Short problem: Extend the court opinion below on the NRCC's copyright suit against Legi-Tech, starting after its final sentence.

National Republican Congressional Committee, Anunincorporated Association, et al., Appellants, v. Legi-tech Corporation (two Cases), 795 F.2d 190 (D.C. Cir. 1986)Annotate this Case
Jan W. Baran, with whom Bruce G. Joseph and Carl R. Frank, Washington, D.C., were on brief, for appellants.
Bruce D. Sokler, with whom Thomas J. Casey and Terrence J. Leahy, Washington, D.C., were on brief, for appellee.
Before STARR and SILBERMAN, Circuit Judges and WRIGHT, Senior Circuit Judge.
Opinion for the Court filed by Circuit Judge STARR.
Concurring opinion filed by Senior Circuit Judge J. SKELLY WRIGHT.
STARR, Circuit Judge:
This is an appeal from the District Court's judgment dismissing the copyright infringement and common-law misappropriation action filed by the National Republican Congressional Committee (NRCC or Committee) against Legi-Tech Corporation for the copying, adaption and distribution of campaign contribution information on public file at the Federal Election Commission (FEC or Commission). Because this case presents a question that falls within the primary jurisdiction of the FEC to interpret the Federal Election Campaign Act (FECA),1 we postpone consideration of this matter until the Commission has had an opportunity to express its views on the FECA issue.
* The National Republican Congressional Committee is a non-profit, political association that supports Republican Party candidates for election to the United States House of Representatives. NRCC's primary activity is fundraising. Its principal business asset is its list of donors, created through an expensive and laborious process of targeting and soliciting likely contributors.
FECA requires the Committee to file with the Commission a list of the names and addresses of all contributors who donated more than $200 in any year. 2 U.S.C. § 434(b) (3) (A) (1982). The Commission, in turn, has a statutory obligation to make these lists promptly available for public inspection and copying, subject only to the limitation "that any information copied from such reports or statements may not be sold or used by any person for the purpose of soliciting contributions or for commercial purposes." 2 U.S.C. § 438(a) (4) (1982).2
Legi-Tech Corp. collects and transmits legislative and political information to subscribers over telecommunication facilities, so as to make large amounts of information accessible in a convenient, computerized form. When Legi-Tech began operations in 1981, it offered its services in California and New York, providing summaries of state legislation, recorded votes on bills and attendance records of state legislators. Legi-Tech's clients included newspapers, political parties, lobbyists, corporations, local governments, state agencies and trade associations. At the request of newspaper clients, Legi-Tech added to its data base publicly available information concerning political contributions to state legislators.

Data:

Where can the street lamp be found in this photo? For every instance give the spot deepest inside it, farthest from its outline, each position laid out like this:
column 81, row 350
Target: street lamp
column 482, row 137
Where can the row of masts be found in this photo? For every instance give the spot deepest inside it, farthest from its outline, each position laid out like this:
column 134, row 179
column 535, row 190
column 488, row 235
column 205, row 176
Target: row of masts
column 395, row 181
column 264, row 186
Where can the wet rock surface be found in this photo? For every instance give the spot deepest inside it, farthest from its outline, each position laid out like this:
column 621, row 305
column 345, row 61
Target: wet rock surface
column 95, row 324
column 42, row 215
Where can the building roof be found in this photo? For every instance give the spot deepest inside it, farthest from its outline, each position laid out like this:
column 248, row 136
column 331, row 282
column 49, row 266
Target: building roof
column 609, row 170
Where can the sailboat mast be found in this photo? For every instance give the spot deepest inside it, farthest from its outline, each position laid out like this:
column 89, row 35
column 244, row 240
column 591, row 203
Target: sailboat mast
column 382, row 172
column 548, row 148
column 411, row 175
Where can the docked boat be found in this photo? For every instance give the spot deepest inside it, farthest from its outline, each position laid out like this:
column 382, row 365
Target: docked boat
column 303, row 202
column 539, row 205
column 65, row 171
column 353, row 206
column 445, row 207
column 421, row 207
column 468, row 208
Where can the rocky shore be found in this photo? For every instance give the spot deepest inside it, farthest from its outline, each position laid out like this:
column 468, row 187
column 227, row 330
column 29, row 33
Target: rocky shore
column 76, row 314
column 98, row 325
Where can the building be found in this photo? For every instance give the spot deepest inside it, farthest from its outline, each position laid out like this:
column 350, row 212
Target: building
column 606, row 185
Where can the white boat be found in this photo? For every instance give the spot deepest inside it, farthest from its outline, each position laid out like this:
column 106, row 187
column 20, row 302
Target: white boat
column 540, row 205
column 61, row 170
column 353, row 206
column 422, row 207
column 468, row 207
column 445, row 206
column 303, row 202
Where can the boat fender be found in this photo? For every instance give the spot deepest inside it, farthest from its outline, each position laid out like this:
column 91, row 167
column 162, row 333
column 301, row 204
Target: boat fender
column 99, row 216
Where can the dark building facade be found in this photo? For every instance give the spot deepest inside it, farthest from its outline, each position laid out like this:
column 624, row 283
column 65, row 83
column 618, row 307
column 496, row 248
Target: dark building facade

Exercise answer:
In 1985, Legi-Tech decided to expand its electronic information services to include public data concerning the federal government. The Campaign Contribution Tracking Service (CCTS or Tracking Service), which is the subject of this litigation, provides subscribers with computer access to all campaign contribution reports on file at the FEC.3 The software on the CCTS system permits information to be requested in a wide variety of formats and thus enables customers to target their searches according to their specific needs.4
In September 1985, NRCC learned of Legi-Tech's plans to offer the Tracking Service and include as part of its data base the Committee's donor lists on file at the Commission. NRCC promptly sought a copyright registration for its FEC donor lists. After some hesitation, the Copyright Office issued certificates of registration while noting "the Office's uncertainty and desire for judicial guidance on the copyrightability of compilations of data." Joint Record Excerpts (JRE) at 67. On September 27, 1985, NRCC filed suit in federal district court against Legi-Tech, seeking relief under both the federal Copyright Act and the common law of misappropriation.
On October 15, 1985, the District Court issued an oral ruling denying NRCC's motion for preliminary injunctive relief. The District Court concluded that " [i]t would totally frustrate the Federal Election Campaign Act ... to avoid disclosure by copyrighting the very facts that are required to be filed in the public interest." JRE at 9-10. A week later, upon the parties' stipulation, the District Court issued a final judgment rejecting all the Committee's claims. On October 24, 1985, the Committee filed a complaint with the Federal Election Commission concerning Legi-Tech's Tracking Service. The next day, NRCC appealed the District Court's order to this court.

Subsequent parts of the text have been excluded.